● INSTRUCTIONS TO FOLLOW: Give the records below again, word for word. No pictures belong in the copy.
^^^^^^^^^^^^^^^^
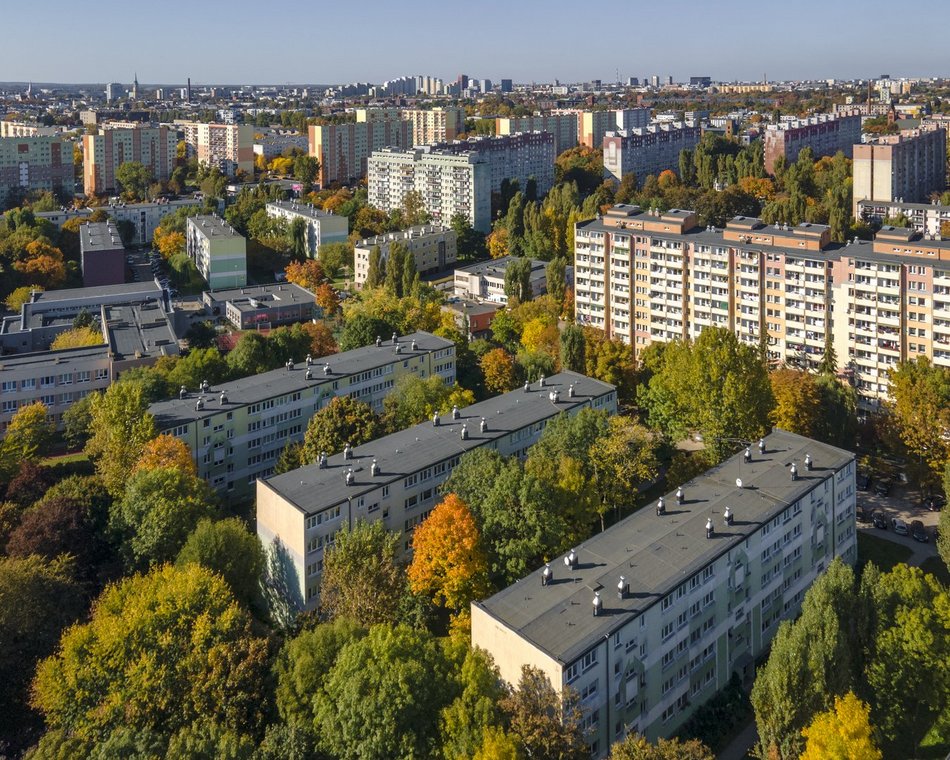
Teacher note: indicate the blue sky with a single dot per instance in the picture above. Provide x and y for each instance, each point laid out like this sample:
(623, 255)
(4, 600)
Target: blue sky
(291, 41)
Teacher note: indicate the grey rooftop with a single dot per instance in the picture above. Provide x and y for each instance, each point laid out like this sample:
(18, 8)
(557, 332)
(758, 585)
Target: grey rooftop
(250, 390)
(312, 488)
(656, 554)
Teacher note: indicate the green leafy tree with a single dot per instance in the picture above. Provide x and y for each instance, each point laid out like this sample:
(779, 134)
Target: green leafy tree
(228, 548)
(344, 420)
(119, 429)
(384, 696)
(38, 599)
(159, 652)
(158, 511)
(362, 578)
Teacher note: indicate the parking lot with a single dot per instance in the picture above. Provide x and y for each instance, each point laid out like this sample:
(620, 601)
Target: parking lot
(904, 503)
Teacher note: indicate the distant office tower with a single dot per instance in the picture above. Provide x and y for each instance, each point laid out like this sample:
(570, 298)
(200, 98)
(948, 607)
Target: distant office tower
(907, 167)
(518, 157)
(230, 147)
(448, 183)
(562, 126)
(825, 134)
(433, 248)
(647, 150)
(35, 163)
(219, 253)
(104, 153)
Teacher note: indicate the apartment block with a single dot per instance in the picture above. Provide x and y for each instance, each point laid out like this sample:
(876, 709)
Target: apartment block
(219, 252)
(592, 126)
(396, 478)
(101, 254)
(485, 281)
(104, 153)
(29, 164)
(648, 620)
(433, 248)
(449, 183)
(344, 149)
(647, 150)
(136, 327)
(237, 431)
(927, 218)
(562, 126)
(904, 167)
(825, 134)
(518, 157)
(646, 276)
(322, 226)
(230, 147)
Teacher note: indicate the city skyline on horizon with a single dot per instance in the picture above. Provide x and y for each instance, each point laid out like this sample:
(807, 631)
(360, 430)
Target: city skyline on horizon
(531, 40)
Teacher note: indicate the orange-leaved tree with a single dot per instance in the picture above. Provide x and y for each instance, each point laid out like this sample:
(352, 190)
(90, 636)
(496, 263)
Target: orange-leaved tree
(166, 452)
(449, 564)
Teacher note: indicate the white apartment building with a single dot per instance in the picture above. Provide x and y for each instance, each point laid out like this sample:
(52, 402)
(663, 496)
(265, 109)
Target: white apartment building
(644, 276)
(219, 252)
(322, 226)
(396, 478)
(647, 150)
(648, 620)
(433, 248)
(448, 183)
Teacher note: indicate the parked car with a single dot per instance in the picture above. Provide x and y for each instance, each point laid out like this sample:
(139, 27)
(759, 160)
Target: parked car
(918, 532)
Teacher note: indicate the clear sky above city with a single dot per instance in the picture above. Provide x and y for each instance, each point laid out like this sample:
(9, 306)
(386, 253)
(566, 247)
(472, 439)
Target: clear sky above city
(527, 40)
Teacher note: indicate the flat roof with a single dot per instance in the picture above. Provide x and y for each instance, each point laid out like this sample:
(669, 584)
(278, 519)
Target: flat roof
(99, 236)
(304, 209)
(250, 390)
(210, 225)
(657, 554)
(312, 488)
(497, 267)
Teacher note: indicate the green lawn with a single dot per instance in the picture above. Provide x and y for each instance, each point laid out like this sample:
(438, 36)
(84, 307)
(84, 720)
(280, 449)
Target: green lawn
(883, 553)
(935, 566)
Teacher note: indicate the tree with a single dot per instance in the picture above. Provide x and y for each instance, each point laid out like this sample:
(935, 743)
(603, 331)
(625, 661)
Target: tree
(29, 433)
(344, 420)
(119, 429)
(572, 348)
(159, 652)
(38, 599)
(362, 579)
(636, 747)
(229, 549)
(415, 399)
(307, 274)
(158, 511)
(168, 452)
(376, 272)
(920, 408)
(303, 664)
(498, 367)
(796, 401)
(448, 562)
(476, 710)
(134, 179)
(547, 725)
(841, 733)
(384, 696)
(77, 338)
(362, 329)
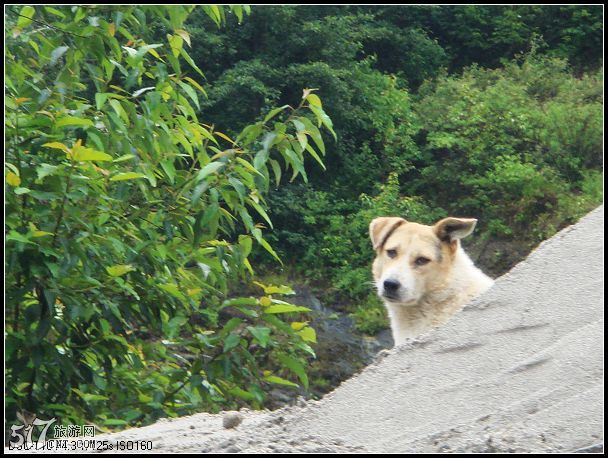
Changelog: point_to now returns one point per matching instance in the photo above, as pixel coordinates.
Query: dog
(422, 274)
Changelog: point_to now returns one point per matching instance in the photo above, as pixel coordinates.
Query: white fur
(434, 308)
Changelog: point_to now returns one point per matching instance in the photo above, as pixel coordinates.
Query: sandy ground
(520, 369)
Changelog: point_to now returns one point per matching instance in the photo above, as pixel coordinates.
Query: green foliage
(519, 141)
(130, 223)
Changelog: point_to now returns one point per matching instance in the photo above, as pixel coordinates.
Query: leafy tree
(130, 223)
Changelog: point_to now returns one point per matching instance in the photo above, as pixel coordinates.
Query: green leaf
(295, 367)
(188, 59)
(127, 176)
(261, 334)
(58, 145)
(57, 53)
(308, 334)
(231, 342)
(209, 169)
(100, 99)
(285, 308)
(120, 111)
(274, 112)
(142, 90)
(119, 269)
(175, 42)
(279, 381)
(240, 301)
(73, 121)
(82, 153)
(13, 179)
(17, 237)
(239, 392)
(88, 397)
(25, 16)
(190, 92)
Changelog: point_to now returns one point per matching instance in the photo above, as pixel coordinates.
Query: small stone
(232, 420)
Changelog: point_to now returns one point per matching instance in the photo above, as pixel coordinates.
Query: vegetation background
(170, 170)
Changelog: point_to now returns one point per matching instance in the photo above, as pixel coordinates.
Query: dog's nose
(390, 286)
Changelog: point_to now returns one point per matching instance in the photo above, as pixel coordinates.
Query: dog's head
(413, 259)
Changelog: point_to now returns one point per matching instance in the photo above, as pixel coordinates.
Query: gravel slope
(518, 370)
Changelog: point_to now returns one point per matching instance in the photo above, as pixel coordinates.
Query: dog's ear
(451, 229)
(381, 228)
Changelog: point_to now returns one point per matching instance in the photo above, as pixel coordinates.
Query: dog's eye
(421, 261)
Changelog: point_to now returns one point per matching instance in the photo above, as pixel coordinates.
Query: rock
(232, 420)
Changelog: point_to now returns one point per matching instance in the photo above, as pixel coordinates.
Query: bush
(130, 225)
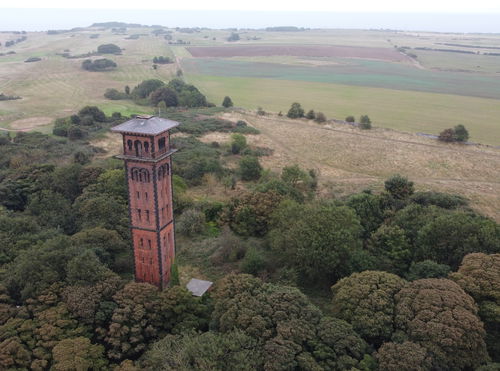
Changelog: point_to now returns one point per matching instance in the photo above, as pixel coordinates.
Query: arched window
(138, 148)
(135, 173)
(144, 176)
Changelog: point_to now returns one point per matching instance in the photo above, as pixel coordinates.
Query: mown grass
(402, 110)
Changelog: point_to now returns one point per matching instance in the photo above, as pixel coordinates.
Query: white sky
(445, 6)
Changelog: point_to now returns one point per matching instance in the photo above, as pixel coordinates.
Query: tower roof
(150, 125)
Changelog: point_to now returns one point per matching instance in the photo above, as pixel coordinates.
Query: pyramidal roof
(150, 125)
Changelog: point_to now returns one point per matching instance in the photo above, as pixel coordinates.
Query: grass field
(350, 160)
(401, 110)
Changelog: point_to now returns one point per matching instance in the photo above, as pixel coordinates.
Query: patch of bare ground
(350, 160)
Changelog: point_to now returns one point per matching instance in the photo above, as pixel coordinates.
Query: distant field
(359, 72)
(388, 54)
(349, 160)
(402, 110)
^^^^^^^^^^^^^^^^
● EXERCISE RESULT:
Teacher note: indicate the blue sky with a single dot per instance in the picture above. Provide x and y for each instance, each point laid out like this sample:
(623, 255)
(4, 600)
Target: blue sky
(291, 41)
Teacher note: indicate the grey rooftop with a single dot per instance in the picture above. Provide x and y for each instance, each point laid out like this sample:
(18, 8)
(557, 332)
(758, 585)
Target: grey rooftop
(250, 390)
(312, 488)
(656, 554)
Teacher note: indicate the green leafy tree with a single dot per instance in the picture above. Provide x and y for each instance, each point laid out like this sample:
(779, 134)
Target: green leafy tree
(228, 548)
(344, 420)
(119, 429)
(384, 696)
(38, 599)
(159, 652)
(158, 511)
(362, 578)
Teacher note: indicate the parking lot with a single dot per instance in the picture above. Provide x and y for each instance, each point laid out like this sample:
(620, 601)
Target: parking lot
(904, 503)
Teacher note: indicate the distant office tower with a single dot per instance in the picture above. Provide x and y for each instance, each point laid out like this sample:
(570, 298)
(200, 98)
(948, 607)
Target: distant office tower
(907, 167)
(518, 157)
(230, 147)
(448, 183)
(562, 126)
(825, 134)
(433, 248)
(647, 150)
(35, 163)
(219, 253)
(104, 153)
Teacher note: indicate the apartment block with a single dot per instance in the picture above. Provide x and y for each instance, each point laid out like this sample:
(876, 709)
Target: apartment block
(219, 252)
(592, 126)
(396, 478)
(101, 254)
(485, 281)
(104, 153)
(29, 164)
(648, 620)
(433, 248)
(449, 183)
(344, 149)
(647, 150)
(136, 327)
(237, 431)
(927, 218)
(562, 126)
(904, 167)
(825, 134)
(518, 157)
(646, 276)
(322, 226)
(230, 147)
Teacher note: indicate the city skyline on horizon with a single dot per instance in the picture above. Provide x and y for each instance, each point laid out like this sample:
(807, 631)
(360, 430)
Target: city skyline on horizon
(531, 40)
Teacher note: indicate the orange-leaved tree with a single dot per instance in the picture above. Provide x and y for each instance, each point laid out like this sample:
(352, 190)
(90, 636)
(496, 263)
Target: orange-leaved tree
(166, 452)
(449, 564)
Teacher note: indicate the white apartment building with a single dot per instance in the picture above. Provide x and y for each instance, each point laid out like this sample:
(52, 402)
(663, 496)
(265, 109)
Target: white apartment building
(644, 276)
(219, 252)
(322, 226)
(396, 478)
(647, 150)
(648, 620)
(433, 248)
(448, 183)
Teacher note: indicate the parked car with a single dot per instance in the picture above. Provide x and y for each instance, each point laid out like this sample:
(139, 27)
(759, 160)
Target: parked car
(918, 532)
Teacher note: indicate the clear sky above city with a single dot per instance in the picture above. Provide x and y for each instance, each point laid out like this sample:
(9, 306)
(386, 253)
(566, 247)
(472, 439)
Target: clear sky above city
(527, 40)
Teacher note: indicate the flat roof with a single dot per instance in the picture above. Provide x and y for each instance, each point laid out like this sample:
(669, 584)
(278, 519)
Target: flat roof
(99, 236)
(304, 209)
(250, 390)
(210, 225)
(657, 554)
(312, 488)
(497, 267)
Teacher note: indicate the green lawn with a single dot per instance in the picture above. Provide x and y for each instance, each point laid out like this sample:
(438, 36)
(84, 307)
(84, 720)
(280, 449)
Target: green lawn
(883, 553)
(935, 566)
Teacher note: indicate the tree with a single dot per instance in the picture above. Provide x and y for each instance, each point laid out like this sample:
(935, 743)
(603, 331)
(625, 661)
Target: tree
(29, 433)
(344, 420)
(119, 429)
(572, 348)
(159, 652)
(38, 599)
(362, 579)
(636, 747)
(229, 549)
(415, 399)
(307, 274)
(158, 511)
(168, 452)
(376, 272)
(920, 408)
(303, 664)
(498, 367)
(796, 401)
(448, 562)
(476, 710)
(134, 179)
(547, 725)
(841, 733)
(384, 696)
(77, 338)
(362, 329)
Changelog: point_to now returns one point per matching instance in the photo above, as pixel coordinates.
Query: dog
(422, 274)
Changelog: point_to now returns one point per matching instance in the photo above, as pixel coordinates.
Query: white fur
(434, 308)
Changelog: point_to now returns one point per matching instance in the photo above, as pixel coordinates.
Query: sandy ground
(520, 369)
Changelog: point_to now returns one point per matching instance in the photo above, as pixel coordinates.
Query: green foliage
(519, 141)
(130, 223)
Changelog: point_to now returns one point per matching instance in the photo above, as pixel coordinates.
Query: leafy tree
(130, 223)
Changelog: point_to now returns one point per matching instance in the photo above, as pixel coordinates.
Query: green leaf
(295, 367)
(188, 59)
(127, 176)
(261, 334)
(58, 145)
(57, 53)
(308, 334)
(231, 342)
(209, 169)
(100, 99)
(285, 308)
(120, 111)
(274, 112)
(142, 90)
(119, 269)
(175, 42)
(279, 381)
(240, 301)
(73, 121)
(82, 153)
(13, 179)
(17, 237)
(239, 392)
(88, 397)
(25, 16)
(190, 92)
Changelog: point_to now returns one point per matching instance in the photo above, as pixel coordinates.
Query: small stone
(232, 420)
Changelog: point_to now returns one point per matching instance in the photo above, as pixel coordinates.
Query: vegetation background
(170, 170)
Changelog: point_to now returns one point per matching instance in the photo above, as pixel coordinates.
Query: dog's nose
(390, 286)
Changelog: point_to now returns one point per matching instance in the photo above, as pixel coordinates.
Query: dog's head
(413, 259)
Changelog: point_to now returns one point per matching instance in the photo above, as pixel coordinates.
Query: gravel slope
(518, 370)
Changelog: point_to now returns one point per matching instance in the photo above, as pixel coordinates.
Query: dog's ear
(451, 229)
(381, 228)
Changelog: point_to now returns one point per matching instance in the photo above, as pixel coordinates.
Query: dog's eye
(421, 261)
Changelog: point_to now returns one point per matching instance in the photo above, as pixel coordinates.
Query: rock
(232, 420)
Changelog: point_to now returns one point per matching instance in the photo above, as pixel coordinates.
Query: bush
(130, 225)
Changelog: point_to now returns one point per matching instance in the photo above, as pixel coordinates.
Query: arched window
(138, 148)
(135, 173)
(144, 176)
Changelog: point_to now returns one point per matching instance in the photo above, as pixel coordinates.
Query: mown grass
(402, 110)
Changelog: point_to now returns one point per matching instance in the photo above, as pixel coordinates.
Query: white sky
(445, 6)
Changelog: point_to now returns one point per matching instance in the photo above, as pixel coordinates.
Query: tower roof
(150, 125)
Changelog: point_to now returns one point per matching instance in the photo above, as pixel coordinates.
Query: pyramidal roof
(150, 125)
Changelog: point_to now returns one point per matching instance in the photo above, as pixel coordinates.
Query: grass field
(350, 160)
(401, 110)
Changelog: point_to now returns one point per matching instance in the photo above, as pixel coordinates.
Query: patch of bare ground
(350, 160)
Changelog: point_to now returns one point per matching instance in the photo above, as pixel coordinates.
Query: distant field
(359, 72)
(388, 54)
(349, 160)
(402, 110)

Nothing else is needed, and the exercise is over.